» Required task
Output the data that follows exactly, line for line.

» Data for processing
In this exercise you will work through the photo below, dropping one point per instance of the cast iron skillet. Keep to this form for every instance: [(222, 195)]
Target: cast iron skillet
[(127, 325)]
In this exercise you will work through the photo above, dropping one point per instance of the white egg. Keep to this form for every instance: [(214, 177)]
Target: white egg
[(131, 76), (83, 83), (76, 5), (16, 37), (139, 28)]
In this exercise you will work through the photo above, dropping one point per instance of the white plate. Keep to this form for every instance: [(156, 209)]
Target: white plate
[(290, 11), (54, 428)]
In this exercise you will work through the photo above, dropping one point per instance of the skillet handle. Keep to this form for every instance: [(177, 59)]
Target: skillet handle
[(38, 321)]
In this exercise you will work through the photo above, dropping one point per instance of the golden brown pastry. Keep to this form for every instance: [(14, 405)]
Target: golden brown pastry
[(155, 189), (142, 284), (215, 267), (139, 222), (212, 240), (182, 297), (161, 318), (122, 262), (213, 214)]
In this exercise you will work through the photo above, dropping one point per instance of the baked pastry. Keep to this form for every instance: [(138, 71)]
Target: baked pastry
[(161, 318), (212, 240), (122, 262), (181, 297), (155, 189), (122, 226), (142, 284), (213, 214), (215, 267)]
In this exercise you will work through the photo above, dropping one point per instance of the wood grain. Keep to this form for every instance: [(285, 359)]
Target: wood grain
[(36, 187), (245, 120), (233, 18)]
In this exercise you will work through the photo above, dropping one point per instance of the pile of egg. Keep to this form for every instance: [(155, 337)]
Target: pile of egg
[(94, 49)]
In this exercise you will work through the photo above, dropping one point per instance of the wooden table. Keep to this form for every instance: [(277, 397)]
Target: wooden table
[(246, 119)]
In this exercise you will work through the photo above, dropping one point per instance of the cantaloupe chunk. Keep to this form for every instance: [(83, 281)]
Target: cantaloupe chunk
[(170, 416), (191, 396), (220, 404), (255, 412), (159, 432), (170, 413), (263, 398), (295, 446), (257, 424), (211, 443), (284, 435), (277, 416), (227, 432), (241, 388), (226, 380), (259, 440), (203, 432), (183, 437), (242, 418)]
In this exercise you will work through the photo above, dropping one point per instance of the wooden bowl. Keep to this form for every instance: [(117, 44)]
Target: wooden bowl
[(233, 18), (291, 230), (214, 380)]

» Task response
In this exercise you will work through the photo below, dropping one point per instance of the cast iron skillet. Keep to this form for every instance: [(222, 195)]
Target: cast iron skillet
[(127, 325)]
In this exercise you will work through the photo above, dropping one point per instance of the white egg. Keep to this form for every instance: [(214, 177)]
Target: white egg
[(131, 76), (83, 83), (76, 5), (16, 37), (139, 28)]
In this exercise you will work through the photo above, dropping one point per instance of the white plate. Keep to this form for every instance: [(156, 209)]
Target: white plate
[(290, 11), (54, 428)]
In this exercise you will work through the photo above, dropping one point per instance of the skillet handle. Keep to this form for every instance: [(177, 59)]
Target: skillet handle
[(38, 321)]
In this exercise you will work through the photo above, dropping one point per instance of the golden brown pastry. Keep to this form for every instance: [(14, 405)]
Target: golden brown pastry
[(155, 189), (142, 284), (215, 267), (139, 222), (212, 240), (182, 297), (161, 318), (122, 262), (213, 214)]
In this exercise you will work through the photo above, dropping one point per instance of the baked pastry. Keep to this form for every instance: [(138, 71)]
Target: baked pastry
[(161, 318), (212, 240), (122, 262), (181, 297), (155, 189), (122, 226), (142, 284), (213, 214), (215, 267)]
In this exercise you will work through the photo above, dropping one point per instance of the wood grain. Keep to this form for every instance: [(285, 359)]
Target: wood grain
[(36, 187), (245, 120), (233, 18)]
In this exercise you will work through the photo above, dropping one point per instance of the pile of egg. Keep to this form for every instance: [(155, 337)]
Target: pile of egg
[(94, 49)]
In this exercise you will work through the photo above, dropping one point per instance of the wooden table. Keep to this form for every instance: [(277, 397)]
Target: wooden table
[(246, 119)]
In this exercise you will work through the photo above, dropping one point per instance of the cantaloupe chunk. Keep to this form for every instance: [(83, 281)]
Target: cantaloupe chunk
[(170, 416), (191, 396), (220, 404), (255, 412), (159, 432), (170, 413), (263, 398), (295, 446), (257, 424), (211, 443), (284, 435), (277, 416), (227, 432), (241, 388), (226, 380), (259, 440), (203, 432), (183, 437), (242, 418)]
In this exercise you will work through the photo above, dropping one point per instance of the wooden bowl. Keep to this form for every instance: [(117, 44)]
Target: wooden bowl
[(233, 18), (291, 230), (214, 380)]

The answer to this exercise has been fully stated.